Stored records
↓↓↓
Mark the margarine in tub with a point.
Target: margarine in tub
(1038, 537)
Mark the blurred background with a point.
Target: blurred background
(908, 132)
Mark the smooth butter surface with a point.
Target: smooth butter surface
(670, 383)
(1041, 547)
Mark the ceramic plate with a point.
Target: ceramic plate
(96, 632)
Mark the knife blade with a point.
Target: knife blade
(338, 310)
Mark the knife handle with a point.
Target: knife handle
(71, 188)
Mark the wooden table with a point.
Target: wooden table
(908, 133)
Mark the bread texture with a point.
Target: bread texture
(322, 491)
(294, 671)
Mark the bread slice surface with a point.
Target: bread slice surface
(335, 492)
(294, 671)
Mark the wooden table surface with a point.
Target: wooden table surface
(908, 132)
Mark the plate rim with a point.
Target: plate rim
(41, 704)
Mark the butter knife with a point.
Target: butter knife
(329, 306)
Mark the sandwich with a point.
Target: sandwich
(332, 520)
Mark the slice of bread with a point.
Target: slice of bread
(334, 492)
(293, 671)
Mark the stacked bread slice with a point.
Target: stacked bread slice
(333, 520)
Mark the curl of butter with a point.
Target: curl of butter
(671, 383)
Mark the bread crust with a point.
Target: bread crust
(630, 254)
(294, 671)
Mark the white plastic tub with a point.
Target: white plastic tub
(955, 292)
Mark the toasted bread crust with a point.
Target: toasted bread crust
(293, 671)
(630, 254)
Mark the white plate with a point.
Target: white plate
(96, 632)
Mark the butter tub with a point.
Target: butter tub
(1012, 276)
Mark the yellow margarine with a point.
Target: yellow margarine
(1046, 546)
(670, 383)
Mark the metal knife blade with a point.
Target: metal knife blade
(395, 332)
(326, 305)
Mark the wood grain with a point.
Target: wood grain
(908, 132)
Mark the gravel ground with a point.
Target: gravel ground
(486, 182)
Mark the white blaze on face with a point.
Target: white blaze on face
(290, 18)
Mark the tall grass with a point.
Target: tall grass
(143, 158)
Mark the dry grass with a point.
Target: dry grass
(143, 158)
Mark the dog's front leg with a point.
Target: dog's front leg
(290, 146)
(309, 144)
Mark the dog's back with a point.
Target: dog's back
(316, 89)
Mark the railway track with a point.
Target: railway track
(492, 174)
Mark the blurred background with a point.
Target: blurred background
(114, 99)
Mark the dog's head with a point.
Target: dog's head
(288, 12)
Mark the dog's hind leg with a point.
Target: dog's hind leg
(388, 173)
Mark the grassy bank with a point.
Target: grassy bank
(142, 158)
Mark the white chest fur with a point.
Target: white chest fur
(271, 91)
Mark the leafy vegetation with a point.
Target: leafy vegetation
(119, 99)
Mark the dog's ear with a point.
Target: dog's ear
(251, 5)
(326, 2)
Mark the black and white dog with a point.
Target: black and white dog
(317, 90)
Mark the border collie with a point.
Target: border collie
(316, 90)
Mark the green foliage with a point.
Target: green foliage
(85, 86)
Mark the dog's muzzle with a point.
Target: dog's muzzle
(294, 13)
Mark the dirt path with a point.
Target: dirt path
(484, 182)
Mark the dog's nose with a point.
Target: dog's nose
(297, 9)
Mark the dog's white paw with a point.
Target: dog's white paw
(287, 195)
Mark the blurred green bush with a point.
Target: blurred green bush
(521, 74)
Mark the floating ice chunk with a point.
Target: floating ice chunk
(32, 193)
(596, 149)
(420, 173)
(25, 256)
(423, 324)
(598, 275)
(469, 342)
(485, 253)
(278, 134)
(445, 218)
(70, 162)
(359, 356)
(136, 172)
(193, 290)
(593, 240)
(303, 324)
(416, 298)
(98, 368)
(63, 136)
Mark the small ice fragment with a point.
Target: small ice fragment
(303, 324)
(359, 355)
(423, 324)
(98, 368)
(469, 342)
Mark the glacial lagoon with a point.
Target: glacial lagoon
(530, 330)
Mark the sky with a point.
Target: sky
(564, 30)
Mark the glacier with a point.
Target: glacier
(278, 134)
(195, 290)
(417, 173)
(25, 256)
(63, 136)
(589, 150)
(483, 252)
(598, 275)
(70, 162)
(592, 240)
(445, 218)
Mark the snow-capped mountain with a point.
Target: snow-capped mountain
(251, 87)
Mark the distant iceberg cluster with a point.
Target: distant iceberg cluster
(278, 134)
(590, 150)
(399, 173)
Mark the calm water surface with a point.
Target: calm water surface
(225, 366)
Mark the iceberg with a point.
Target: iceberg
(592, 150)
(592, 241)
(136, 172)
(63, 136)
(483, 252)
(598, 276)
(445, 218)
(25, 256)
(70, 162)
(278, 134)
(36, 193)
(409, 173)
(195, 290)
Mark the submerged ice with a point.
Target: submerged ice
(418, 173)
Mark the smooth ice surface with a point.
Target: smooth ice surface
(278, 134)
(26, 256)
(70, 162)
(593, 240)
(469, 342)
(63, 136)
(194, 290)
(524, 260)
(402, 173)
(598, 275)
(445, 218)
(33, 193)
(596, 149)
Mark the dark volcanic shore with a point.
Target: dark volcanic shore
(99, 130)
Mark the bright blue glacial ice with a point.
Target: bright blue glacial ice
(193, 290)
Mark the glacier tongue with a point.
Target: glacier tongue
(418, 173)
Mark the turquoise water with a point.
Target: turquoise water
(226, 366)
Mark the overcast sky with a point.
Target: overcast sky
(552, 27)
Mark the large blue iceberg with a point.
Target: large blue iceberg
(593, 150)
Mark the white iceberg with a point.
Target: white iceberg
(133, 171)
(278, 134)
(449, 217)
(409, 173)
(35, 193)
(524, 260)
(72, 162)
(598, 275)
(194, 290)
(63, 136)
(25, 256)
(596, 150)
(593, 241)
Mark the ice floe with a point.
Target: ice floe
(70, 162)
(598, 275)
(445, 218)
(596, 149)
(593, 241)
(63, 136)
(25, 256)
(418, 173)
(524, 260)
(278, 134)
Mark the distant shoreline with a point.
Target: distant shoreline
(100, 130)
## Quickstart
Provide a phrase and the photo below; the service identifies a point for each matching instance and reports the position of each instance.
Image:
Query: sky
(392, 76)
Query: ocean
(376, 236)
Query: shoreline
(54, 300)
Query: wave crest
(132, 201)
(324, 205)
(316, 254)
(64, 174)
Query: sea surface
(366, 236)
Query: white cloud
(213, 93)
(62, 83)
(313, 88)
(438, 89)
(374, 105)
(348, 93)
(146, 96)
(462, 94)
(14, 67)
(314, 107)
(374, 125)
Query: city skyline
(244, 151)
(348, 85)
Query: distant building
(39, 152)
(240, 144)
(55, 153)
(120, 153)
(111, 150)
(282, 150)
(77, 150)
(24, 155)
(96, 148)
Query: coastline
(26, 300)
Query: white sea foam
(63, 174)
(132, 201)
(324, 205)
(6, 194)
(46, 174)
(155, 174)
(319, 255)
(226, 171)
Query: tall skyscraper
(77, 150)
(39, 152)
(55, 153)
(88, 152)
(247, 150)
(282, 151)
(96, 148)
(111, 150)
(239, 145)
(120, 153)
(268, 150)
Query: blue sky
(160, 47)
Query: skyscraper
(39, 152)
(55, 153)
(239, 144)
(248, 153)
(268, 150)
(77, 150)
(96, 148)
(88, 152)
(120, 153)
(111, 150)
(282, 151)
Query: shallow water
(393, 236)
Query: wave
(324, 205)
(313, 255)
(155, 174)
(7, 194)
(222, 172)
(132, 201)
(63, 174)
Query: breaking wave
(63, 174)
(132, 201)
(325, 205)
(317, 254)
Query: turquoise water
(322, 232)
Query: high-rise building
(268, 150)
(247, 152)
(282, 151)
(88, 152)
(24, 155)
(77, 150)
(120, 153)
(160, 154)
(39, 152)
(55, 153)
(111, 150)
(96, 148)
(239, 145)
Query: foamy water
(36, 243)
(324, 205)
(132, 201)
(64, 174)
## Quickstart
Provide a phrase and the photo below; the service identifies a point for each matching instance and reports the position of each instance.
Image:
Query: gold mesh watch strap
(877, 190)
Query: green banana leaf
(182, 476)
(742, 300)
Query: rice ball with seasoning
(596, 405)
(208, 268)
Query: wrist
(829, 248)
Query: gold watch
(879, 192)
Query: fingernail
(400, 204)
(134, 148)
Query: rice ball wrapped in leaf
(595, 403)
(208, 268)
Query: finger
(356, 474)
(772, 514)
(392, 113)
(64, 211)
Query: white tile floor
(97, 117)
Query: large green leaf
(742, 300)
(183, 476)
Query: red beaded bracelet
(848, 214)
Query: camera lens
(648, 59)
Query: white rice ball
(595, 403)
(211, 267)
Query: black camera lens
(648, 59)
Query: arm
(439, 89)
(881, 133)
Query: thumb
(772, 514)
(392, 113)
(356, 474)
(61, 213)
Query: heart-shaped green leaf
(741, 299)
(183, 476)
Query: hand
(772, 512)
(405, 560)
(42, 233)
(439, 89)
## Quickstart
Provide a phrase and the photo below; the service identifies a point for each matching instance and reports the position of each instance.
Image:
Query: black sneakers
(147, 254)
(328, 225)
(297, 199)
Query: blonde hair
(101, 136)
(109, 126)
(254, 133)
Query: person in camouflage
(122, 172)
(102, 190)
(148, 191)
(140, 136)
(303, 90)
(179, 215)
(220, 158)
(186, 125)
↑↑↑
Work to be completed
Find where "Query: gold watch" occurs in the data, and please write out that line through the last line exactly, with nothing else.

Task output
Query: gold watch
(879, 192)
Query: fingernail
(400, 204)
(134, 148)
Query: rice ball wrapped in leaf
(595, 403)
(208, 268)
Query: finger
(356, 474)
(772, 514)
(392, 113)
(64, 211)
Query: white tile floor
(97, 117)
Query: large green leaf
(742, 300)
(183, 476)
Query: red beaded bracelet
(848, 214)
Query: camera lens
(648, 59)
Query: white rice ball
(595, 403)
(211, 267)
Query: black camera lens
(648, 59)
Query: arm
(439, 89)
(881, 133)
Query: thumb
(772, 514)
(392, 113)
(356, 474)
(61, 213)
Query: heart-shaped green leaf
(741, 299)
(183, 476)
Query: hand
(772, 512)
(405, 560)
(42, 233)
(439, 89)
## Quickstart
Provide a phrase and the photo below; the service identifies a point for each matching instance and reports the position of each instance.
Image:
Query: black sneakers
(147, 254)
(328, 225)
(297, 199)
Query: blonde hair
(101, 136)
(109, 126)
(254, 133)
Query: person in camouflage
(122, 172)
(102, 190)
(148, 191)
(140, 136)
(303, 90)
(179, 215)
(220, 158)
(186, 125)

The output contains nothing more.